**WHAT YOU NEED TO DO**
Repeat the material exactly as it appears.

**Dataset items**
※ ※ ※

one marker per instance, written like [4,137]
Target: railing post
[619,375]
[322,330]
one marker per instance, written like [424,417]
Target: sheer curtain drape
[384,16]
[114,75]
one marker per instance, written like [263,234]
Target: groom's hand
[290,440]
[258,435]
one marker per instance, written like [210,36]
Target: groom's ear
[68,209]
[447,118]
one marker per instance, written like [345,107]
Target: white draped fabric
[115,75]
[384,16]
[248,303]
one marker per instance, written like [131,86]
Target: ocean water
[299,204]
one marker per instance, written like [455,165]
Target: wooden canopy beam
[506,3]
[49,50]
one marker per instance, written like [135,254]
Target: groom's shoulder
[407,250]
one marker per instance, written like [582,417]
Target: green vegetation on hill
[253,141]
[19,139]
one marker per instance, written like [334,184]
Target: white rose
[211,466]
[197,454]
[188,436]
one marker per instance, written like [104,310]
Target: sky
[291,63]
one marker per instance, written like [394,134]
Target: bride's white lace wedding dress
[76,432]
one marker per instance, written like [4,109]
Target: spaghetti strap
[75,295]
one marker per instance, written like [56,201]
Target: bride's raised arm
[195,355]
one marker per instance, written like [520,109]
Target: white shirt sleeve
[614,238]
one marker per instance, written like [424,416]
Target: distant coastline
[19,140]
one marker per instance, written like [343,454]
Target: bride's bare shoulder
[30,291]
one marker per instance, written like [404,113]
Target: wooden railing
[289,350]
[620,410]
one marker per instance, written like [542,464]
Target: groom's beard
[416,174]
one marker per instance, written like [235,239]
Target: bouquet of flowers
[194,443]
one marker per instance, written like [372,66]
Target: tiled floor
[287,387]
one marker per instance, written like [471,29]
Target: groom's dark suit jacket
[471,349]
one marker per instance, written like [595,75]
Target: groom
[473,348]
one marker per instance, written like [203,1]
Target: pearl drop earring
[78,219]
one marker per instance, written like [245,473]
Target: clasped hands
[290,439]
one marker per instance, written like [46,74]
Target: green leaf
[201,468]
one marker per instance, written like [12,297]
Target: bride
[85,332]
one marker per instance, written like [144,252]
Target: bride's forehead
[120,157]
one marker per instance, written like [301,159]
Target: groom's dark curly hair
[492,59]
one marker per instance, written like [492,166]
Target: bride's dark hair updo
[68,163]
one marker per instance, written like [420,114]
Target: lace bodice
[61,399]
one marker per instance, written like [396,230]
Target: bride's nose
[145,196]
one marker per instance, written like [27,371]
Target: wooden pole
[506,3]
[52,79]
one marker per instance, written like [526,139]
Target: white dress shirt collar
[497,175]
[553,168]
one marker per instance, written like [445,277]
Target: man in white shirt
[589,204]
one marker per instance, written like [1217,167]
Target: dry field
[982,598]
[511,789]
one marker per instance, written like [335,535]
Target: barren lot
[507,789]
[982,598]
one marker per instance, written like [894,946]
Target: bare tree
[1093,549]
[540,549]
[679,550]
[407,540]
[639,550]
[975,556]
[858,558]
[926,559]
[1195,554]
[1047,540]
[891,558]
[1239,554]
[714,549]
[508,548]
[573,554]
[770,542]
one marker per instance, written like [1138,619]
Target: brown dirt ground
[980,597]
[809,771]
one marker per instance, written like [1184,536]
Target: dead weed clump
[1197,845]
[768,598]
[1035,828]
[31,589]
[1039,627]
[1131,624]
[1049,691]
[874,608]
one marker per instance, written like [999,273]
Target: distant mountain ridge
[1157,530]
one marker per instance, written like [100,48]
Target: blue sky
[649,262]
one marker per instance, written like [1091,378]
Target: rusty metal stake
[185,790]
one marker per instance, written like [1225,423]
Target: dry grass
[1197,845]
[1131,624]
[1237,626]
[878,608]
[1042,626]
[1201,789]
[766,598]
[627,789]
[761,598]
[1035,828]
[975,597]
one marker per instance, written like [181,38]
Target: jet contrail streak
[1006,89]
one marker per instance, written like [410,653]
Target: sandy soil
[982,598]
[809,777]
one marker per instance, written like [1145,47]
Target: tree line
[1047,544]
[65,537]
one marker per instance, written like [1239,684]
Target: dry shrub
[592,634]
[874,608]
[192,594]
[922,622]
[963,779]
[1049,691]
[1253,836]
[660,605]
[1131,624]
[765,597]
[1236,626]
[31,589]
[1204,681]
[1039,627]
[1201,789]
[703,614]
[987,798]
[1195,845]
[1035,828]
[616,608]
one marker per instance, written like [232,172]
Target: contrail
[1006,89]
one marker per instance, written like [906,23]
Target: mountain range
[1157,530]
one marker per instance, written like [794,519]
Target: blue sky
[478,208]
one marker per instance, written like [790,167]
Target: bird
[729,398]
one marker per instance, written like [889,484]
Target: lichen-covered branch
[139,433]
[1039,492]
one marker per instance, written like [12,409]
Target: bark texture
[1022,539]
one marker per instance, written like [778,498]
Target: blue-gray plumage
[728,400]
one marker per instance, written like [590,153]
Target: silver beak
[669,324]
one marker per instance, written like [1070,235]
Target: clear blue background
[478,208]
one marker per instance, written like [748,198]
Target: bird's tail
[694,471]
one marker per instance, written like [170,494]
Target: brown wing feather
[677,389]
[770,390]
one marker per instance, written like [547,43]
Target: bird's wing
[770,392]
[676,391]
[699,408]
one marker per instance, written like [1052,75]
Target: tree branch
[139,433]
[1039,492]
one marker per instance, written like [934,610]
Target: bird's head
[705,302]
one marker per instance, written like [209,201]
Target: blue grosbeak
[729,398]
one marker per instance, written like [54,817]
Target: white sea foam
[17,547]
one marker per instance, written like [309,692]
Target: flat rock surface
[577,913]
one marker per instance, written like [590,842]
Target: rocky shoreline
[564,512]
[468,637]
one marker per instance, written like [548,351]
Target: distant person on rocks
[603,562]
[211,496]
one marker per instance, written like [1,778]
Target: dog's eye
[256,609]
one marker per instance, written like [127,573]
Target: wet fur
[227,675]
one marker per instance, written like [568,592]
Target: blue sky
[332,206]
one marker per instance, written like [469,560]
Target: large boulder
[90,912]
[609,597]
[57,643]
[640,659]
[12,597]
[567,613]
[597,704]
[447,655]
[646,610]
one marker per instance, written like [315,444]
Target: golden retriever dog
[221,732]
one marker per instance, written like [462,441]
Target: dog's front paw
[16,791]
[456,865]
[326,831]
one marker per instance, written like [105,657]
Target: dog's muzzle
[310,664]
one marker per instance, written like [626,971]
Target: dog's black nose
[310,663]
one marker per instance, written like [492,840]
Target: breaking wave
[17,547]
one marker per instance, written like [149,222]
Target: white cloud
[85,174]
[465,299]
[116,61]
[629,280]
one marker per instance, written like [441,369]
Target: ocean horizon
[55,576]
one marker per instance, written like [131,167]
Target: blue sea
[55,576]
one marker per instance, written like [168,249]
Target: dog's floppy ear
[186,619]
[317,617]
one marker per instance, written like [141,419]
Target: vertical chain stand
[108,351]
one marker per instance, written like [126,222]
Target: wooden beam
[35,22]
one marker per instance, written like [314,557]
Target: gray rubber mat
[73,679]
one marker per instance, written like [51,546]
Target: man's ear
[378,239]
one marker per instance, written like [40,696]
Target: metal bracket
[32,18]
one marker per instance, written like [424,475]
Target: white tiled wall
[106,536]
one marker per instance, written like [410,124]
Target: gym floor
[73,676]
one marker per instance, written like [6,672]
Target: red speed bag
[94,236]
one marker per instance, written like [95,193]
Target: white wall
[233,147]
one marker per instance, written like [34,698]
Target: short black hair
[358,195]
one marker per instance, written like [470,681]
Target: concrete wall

※ ※ ※

**EXPECTED OUTPUT**
one marker per instance, written like [4,137]
Target: railing post
[619,375]
[322,330]
one marker per instance, written like [424,417]
Target: sheer curtain drape
[384,16]
[114,75]
one marker per instance, written like [263,234]
Target: groom's hand
[290,440]
[258,435]
one marker per instance, written like [210,36]
Target: groom's ear
[68,209]
[447,118]
one marker per instance, written like [345,107]
Target: white draped fabric
[115,75]
[384,16]
[248,303]
one marker per instance, written like [131,86]
Target: ocean water
[299,204]
one marker per instance, written like [455,165]
Target: wooden canopy beam
[506,3]
[49,50]
one marker per instance, written like [135,254]
Target: groom's shoulder
[407,250]
one marker per instance, written like [582,417]
Target: green vegetation on hill
[253,141]
[19,139]
one marker per instance, written like [334,184]
Target: white rose
[211,466]
[197,454]
[188,436]
one marker per instance, written like [104,310]
Target: sky
[291,63]
one marker per instance, written like [394,134]
Target: bride's white lace wedding dress
[76,432]
one marker per instance, written like [4,109]
Target: spaghetti strap
[75,295]
one marker per instance, written like [56,201]
Target: bride's raised arm
[195,355]
one marker per instance, written like [520,109]
Target: white shirt sleeve
[614,238]
one marker per instance, written like [424,416]
Target: distant coastline
[19,140]
one marker per instance, written like [343,454]
Target: bride's bare shoulder
[30,291]
one marker per instance, written like [404,113]
Target: wooden railing
[289,350]
[620,410]
one marker per instance, written like [542,464]
Target: groom's beard
[416,174]
one marker per instance, written like [235,239]
Target: bouquet of flowers
[194,443]
one marker per instance, written like [372,66]
Target: tiled floor
[287,387]
one marker per instance, written like [471,29]
Target: groom's dark suit jacket
[471,349]
one marker per instance, written like [595,75]
Target: groom
[473,348]
one marker per instance, written like [203,1]
Target: pearl drop earring
[78,219]
one marker per instance, written like [245,473]
Target: clasped hands
[290,439]
one marker per instance, written like [46,74]
Target: green leaf
[201,468]
one marker per instance, written like [12,297]
Target: bride
[85,332]
one marker per instance, written like [144,252]
Target: bride's forehead
[120,157]
one marker per instance, written like [301,159]
Target: groom's dark curly hair
[492,59]
one marker per instance, written like [492,166]
Target: bride's dark hair updo
[68,163]
one marker per instance, written like [420,114]
Target: lace bodice
[61,399]
one marker per instance, written like [396,230]
Target: bride's nose
[145,196]
one marker per instance, written like [27,371]
Target: wooden pole
[506,3]
[52,79]
one marker per instance, written like [526,139]
Target: white dress shirt collar
[497,175]
[553,168]
one marker per instance, written like [445,277]
Target: man in white shirt
[589,204]
one marker per instance, written like [1217,167]
Target: dry field
[982,598]
[511,789]
one marker per instance, written like [335,535]
Target: barren lot
[507,789]
[982,598]
one marker per instance, written like [894,946]
Target: bare tree
[1093,549]
[540,549]
[679,550]
[407,540]
[639,550]
[975,556]
[858,558]
[926,559]
[1195,554]
[1047,540]
[891,558]
[1239,554]
[714,549]
[508,548]
[573,554]
[770,542]
one marker per instance, written like [1138,619]
Target: brown dirt ground
[980,597]
[809,771]
one marker per instance, written like [1184,536]
Target: dead weed clump
[1197,845]
[768,598]
[1035,828]
[31,589]
[1039,627]
[1131,624]
[1049,691]
[874,608]
one marker per instance, written like [999,273]
Target: distant mountain ridge
[1157,530]
one marker per instance, written like [100,48]
Target: blue sky
[649,262]
one marker per instance, written like [1091,378]
Target: rusty metal stake
[185,790]
one marker per instance, written like [1225,423]
Target: dry grass
[1197,845]
[1131,624]
[1237,626]
[878,608]
[1042,626]
[1201,789]
[766,598]
[627,789]
[761,598]
[1035,828]
[975,597]
one marker per instance, written like [181,38]
Target: jet contrail streak
[1006,89]
one marker per instance, written like [410,653]
Target: sandy soil
[982,598]
[809,777]
one marker per instance, written like [1145,47]
Target: tree line
[1047,544]
[65,537]
one marker per instance, written like [1239,684]
Target: dry shrub
[592,634]
[874,608]
[192,594]
[922,622]
[963,779]
[1049,691]
[1253,836]
[660,605]
[1131,624]
[765,597]
[1236,626]
[31,589]
[1204,681]
[1039,627]
[1201,789]
[703,614]
[987,798]
[1195,845]
[1035,828]
[616,608]
one marker per instance, written like [232,172]
Target: contrail
[1006,89]
one marker per instance, written like [906,23]
Target: mountain range
[1157,530]
one marker per instance, written like [794,519]
Target: blue sky
[478,208]
one marker per instance, written like [790,167]
Target: bird
[729,398]
one marker per instance, written like [889,484]
Target: lichen-covered branch
[139,433]
[1039,492]
one marker per instance, written like [12,409]
Target: bark texture
[1022,539]
one marker per instance, written like [778,498]
Target: blue-gray plumage
[728,400]
one marker per instance, written like [590,153]
Target: silver beak
[669,324]
one marker per instance, written like [1070,235]
Target: clear blue background
[478,208]
one marker per instance, written like [748,198]
Target: bird's tail
[694,471]
one marker per instance, written like [170,494]
Target: brown wing feather
[677,389]
[770,390]
one marker per instance, written like [547,43]
Target: bird's wing
[770,392]
[676,391]
[699,408]
one marker per instance, written like [1052,75]
Target: tree branch
[139,433]
[1039,492]
one marker per instance, written like [934,610]
Target: bird's head
[705,302]
one marker per instance, written like [209,201]
Target: blue grosbeak
[729,398]
one marker per instance, written like [54,817]
Target: white sea foam
[17,547]
one marker per instance, written like [309,692]
Target: flat rock surface
[577,913]
one marker per instance, written like [590,842]
Target: rocky shoreline
[564,512]
[468,637]
one marker per instance, written like [548,351]
Target: distant person on rocks
[603,562]
[211,496]
one marker per instance, written like [1,778]
Target: dog's eye
[256,609]
one marker per instance, written like [127,573]
Target: wet fur
[227,675]
one marker per instance, written like [568,592]
Target: blue sky
[332,206]
one marker per instance, written like [469,560]
Target: large boulder
[90,912]
[609,597]
[57,643]
[640,659]
[12,597]
[567,613]
[597,704]
[447,655]
[646,610]
one marker per instance, written like [315,444]
Target: golden retriever dog
[221,732]
one marker per instance, written like [462,441]
Target: dog's front paw
[16,791]
[456,865]
[326,831]
one marker per instance, written like [105,657]
Target: dog's muzzle
[310,664]
one marker per instance, written like [626,971]
Target: dog's black nose
[310,663]
one marker per instance, written like [492,840]
Target: breaking wave
[17,547]
one marker per instance, written like [149,222]
Target: white cloud
[85,174]
[465,299]
[116,61]
[629,280]
one marker per instance, written like [441,369]
Target: ocean horizon
[55,576]
one marker per instance, written like [131,167]
Target: blue sea
[55,576]
one marker per instance, written like [168,249]
Target: dog's floppy ear
[186,619]
[317,617]
one marker per instance, written like [141,419]
Target: vertical chain stand
[108,351]
one marker per instance, written like [126,222]
Target: wooden beam
[35,22]
one marker per instance, written like [314,557]
Target: gray rubber mat
[73,679]
one marker per instance, written like [51,546]
Target: man's ear
[378,239]
one marker per instance, written like [40,696]
Target: metal bracket
[32,18]
one marker per instance, written like [424,475]
Target: white tiled wall
[106,536]
one marker per instance, written like [410,124]
Target: gym floor
[73,676]
one marker per instance, written like [6,672]
Target: red speed bag
[94,236]
one marker per instance, written like [95,193]
Target: white wall
[233,147]
one marker per instance, written like [34,698]
Target: short black hair
[358,195]
one marker per instance, written like [470,681]
Target: concrete wall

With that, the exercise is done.